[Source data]

##########

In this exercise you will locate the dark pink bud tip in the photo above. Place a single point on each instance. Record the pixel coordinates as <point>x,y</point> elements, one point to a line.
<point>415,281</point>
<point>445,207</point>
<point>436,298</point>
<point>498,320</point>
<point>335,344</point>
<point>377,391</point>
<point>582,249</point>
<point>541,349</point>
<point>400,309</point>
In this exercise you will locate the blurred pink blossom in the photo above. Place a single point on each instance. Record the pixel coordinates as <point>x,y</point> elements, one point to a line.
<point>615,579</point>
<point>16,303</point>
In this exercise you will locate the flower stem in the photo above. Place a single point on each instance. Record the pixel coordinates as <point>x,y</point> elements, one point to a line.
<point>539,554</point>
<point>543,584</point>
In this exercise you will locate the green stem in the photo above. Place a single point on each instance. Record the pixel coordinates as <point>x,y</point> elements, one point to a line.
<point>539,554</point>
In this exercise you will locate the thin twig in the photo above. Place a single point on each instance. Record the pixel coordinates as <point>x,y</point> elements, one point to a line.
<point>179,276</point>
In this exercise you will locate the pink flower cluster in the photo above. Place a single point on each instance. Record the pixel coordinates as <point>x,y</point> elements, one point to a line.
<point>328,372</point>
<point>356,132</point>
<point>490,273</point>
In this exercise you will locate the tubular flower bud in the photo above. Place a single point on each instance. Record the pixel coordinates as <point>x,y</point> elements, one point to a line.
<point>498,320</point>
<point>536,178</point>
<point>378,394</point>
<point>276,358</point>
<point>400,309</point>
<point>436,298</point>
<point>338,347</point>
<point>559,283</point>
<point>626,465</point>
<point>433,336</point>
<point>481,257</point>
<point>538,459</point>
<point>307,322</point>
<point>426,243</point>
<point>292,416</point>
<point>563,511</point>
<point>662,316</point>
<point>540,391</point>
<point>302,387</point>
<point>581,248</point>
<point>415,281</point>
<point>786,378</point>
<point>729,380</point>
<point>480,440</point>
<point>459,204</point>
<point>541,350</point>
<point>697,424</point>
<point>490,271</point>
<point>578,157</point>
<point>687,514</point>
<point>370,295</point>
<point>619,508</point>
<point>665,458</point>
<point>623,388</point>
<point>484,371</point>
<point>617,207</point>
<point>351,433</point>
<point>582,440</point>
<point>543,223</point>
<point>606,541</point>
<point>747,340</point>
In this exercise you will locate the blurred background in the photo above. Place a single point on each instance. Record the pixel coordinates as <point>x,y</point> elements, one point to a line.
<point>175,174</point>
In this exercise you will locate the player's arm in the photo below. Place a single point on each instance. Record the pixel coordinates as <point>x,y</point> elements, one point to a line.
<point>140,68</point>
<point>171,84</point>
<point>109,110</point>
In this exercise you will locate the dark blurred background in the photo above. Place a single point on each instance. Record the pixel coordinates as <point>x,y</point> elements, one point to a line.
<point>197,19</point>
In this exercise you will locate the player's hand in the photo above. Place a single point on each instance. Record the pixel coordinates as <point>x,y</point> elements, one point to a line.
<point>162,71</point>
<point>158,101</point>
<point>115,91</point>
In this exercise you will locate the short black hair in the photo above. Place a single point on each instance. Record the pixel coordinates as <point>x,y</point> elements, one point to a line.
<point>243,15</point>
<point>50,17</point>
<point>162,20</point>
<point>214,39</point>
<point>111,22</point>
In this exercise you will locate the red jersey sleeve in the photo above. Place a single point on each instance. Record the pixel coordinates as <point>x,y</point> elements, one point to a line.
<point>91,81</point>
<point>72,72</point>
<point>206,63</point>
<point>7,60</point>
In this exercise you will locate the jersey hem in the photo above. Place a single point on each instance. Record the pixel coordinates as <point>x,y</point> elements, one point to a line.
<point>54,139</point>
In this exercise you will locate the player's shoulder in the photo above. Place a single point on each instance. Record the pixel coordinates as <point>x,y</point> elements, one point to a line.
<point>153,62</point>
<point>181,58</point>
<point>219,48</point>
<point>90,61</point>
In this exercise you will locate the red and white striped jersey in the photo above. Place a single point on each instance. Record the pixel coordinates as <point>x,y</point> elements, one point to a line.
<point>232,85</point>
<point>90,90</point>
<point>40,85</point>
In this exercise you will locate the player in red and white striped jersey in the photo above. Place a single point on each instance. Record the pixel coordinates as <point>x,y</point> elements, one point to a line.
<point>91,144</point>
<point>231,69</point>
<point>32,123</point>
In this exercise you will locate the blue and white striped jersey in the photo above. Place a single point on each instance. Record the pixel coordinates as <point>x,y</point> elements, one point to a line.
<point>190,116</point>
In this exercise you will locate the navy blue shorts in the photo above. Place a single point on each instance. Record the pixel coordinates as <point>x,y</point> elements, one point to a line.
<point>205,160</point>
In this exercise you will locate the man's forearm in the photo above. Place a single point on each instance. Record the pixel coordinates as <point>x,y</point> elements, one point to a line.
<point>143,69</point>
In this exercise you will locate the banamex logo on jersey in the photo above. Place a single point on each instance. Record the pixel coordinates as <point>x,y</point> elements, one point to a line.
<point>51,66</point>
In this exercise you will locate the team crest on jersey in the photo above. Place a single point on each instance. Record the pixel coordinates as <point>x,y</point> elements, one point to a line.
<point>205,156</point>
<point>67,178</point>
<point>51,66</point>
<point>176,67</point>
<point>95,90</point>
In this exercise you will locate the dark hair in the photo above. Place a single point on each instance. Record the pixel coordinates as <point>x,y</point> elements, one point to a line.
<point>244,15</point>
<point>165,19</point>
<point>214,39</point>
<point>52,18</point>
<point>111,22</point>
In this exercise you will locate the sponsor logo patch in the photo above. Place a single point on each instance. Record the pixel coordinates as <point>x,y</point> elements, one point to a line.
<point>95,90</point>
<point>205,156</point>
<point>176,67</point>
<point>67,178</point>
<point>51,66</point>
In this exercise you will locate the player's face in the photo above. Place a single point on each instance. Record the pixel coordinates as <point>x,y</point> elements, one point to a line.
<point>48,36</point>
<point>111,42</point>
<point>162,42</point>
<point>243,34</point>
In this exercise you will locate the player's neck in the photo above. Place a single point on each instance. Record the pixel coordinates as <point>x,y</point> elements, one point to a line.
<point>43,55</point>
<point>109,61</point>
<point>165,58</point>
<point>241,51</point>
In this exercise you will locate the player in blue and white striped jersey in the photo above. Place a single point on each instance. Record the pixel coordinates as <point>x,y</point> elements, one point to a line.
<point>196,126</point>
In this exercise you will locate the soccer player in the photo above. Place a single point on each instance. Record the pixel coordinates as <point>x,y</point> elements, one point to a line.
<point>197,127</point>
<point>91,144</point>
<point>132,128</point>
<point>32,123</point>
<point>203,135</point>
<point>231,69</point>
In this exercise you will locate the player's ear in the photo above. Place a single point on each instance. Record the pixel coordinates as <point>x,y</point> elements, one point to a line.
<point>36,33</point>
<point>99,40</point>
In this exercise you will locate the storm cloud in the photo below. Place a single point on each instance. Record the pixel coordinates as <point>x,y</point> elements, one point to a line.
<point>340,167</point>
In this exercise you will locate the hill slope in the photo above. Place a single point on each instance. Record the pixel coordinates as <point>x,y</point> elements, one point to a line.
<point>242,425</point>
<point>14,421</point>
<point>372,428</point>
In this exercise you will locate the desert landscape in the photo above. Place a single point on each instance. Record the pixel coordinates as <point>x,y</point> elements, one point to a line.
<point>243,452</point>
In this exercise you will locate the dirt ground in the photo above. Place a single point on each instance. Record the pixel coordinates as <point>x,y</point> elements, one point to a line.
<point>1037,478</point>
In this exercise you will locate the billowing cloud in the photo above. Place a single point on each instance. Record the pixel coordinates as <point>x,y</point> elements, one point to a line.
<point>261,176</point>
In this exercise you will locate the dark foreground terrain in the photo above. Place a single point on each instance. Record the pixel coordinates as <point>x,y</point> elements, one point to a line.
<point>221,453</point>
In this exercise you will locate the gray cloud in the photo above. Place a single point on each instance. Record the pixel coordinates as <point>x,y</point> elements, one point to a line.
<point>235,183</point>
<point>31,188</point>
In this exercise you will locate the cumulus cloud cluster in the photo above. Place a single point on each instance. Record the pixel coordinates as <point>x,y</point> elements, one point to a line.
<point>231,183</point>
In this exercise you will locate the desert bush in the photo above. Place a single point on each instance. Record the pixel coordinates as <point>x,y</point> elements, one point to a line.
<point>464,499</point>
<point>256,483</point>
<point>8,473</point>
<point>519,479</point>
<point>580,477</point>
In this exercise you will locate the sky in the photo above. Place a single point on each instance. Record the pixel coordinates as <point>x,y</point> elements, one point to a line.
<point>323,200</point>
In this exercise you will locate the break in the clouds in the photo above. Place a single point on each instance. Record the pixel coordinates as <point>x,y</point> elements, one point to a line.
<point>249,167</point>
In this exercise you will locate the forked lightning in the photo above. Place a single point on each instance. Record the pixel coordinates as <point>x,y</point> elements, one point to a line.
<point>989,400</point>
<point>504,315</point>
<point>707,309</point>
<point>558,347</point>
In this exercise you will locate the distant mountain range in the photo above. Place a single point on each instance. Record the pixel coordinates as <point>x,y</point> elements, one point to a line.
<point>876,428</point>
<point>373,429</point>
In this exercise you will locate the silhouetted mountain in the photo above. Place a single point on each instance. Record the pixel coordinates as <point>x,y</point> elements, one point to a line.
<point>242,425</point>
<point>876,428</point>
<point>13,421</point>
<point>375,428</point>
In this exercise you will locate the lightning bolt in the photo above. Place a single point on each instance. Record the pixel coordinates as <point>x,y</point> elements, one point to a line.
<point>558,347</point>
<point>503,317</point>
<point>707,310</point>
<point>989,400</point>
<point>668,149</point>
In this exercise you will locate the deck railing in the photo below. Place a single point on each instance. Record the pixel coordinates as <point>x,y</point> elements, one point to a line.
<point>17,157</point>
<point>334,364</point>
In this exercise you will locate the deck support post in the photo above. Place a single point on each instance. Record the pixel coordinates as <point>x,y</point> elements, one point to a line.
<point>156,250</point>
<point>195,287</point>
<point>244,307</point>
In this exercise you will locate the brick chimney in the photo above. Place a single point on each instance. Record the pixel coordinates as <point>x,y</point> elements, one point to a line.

##########

• _WRITTEN EXERCISE_
Repeat the lines in the records between the line containing "In this exercise you will locate the player's shoulder" and the line containing "<point>205,160</point>", both included.

• _SOLUTION FOR THIS TASK_
In this exercise you will locate the player's shoulder in the photo above. Place a single point on each instance. Record the pixel coordinates as <point>x,y</point> elements, one point to a line.
<point>153,62</point>
<point>181,58</point>
<point>219,48</point>
<point>90,61</point>
In this exercise you will locate the red and white striped jersey in the photo above. Place a single point on each instance. Record the pixel coordinates as <point>x,y</point> elements, one point to a line.
<point>232,85</point>
<point>90,90</point>
<point>40,85</point>
In this exercise you will locate the player in red and white striped jersey in the photo above. Place a single point on each instance. Record the pixel coordinates as <point>x,y</point> elements, one point to a line.
<point>91,144</point>
<point>231,69</point>
<point>32,123</point>
In this exercise you will locate the blue and white striped jersey in the photo above. Place a single point on each instance. Record the pixel coordinates as <point>x,y</point> elements, one point to a line.
<point>190,116</point>
In this exercise you will locate the navy blue shorts in the photo above. Place a single point on each instance. Record the pixel coordinates as <point>x,y</point> elements, one point to a line.
<point>205,160</point>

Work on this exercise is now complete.